● **Written request**:
Find each row below that contains the string "outline", treating uppercase and lowercase as different, and copy those rows.

----------

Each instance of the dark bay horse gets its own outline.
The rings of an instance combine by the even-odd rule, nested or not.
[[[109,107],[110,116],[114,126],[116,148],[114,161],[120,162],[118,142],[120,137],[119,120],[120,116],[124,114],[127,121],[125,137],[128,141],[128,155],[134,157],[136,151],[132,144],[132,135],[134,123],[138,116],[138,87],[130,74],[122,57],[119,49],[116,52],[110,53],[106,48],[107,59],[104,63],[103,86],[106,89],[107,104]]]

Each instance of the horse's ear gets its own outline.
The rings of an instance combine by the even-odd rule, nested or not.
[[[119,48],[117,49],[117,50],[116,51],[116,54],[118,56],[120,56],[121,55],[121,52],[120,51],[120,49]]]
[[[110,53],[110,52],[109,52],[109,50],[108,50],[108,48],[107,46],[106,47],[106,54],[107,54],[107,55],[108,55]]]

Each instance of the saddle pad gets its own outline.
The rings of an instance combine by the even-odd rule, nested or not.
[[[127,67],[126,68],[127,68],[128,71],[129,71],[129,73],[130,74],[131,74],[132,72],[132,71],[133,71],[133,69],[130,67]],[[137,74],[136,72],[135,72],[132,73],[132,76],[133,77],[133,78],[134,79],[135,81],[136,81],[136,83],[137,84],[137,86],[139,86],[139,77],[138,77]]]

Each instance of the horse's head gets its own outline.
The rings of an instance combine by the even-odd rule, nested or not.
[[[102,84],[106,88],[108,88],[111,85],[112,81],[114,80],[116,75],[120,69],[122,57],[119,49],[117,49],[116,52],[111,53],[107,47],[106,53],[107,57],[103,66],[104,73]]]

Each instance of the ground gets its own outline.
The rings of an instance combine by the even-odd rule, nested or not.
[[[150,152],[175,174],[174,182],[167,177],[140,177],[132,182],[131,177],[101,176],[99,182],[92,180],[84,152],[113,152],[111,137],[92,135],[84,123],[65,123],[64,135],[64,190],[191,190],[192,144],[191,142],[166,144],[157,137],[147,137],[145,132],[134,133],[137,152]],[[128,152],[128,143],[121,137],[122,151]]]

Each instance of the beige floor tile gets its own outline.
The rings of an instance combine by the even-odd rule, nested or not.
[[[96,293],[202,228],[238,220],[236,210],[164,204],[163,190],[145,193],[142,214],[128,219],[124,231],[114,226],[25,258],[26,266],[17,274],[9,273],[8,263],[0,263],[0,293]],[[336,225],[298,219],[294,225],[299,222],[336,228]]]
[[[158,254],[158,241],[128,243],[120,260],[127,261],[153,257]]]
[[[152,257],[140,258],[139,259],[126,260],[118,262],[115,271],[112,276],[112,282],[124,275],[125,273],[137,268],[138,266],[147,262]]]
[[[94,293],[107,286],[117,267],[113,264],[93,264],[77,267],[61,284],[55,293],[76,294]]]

----------

● **Result**:
Each instance of the dark bay horse gets its own outline.
Each instance of the horse's ear gets its own outline.
Each instance of the saddle pad gets its own outline.
Each instance of the horse's head gets its own outline.
Each instance of the ground gets its own outline.
Each instance of the beige floor tile gets its own outline.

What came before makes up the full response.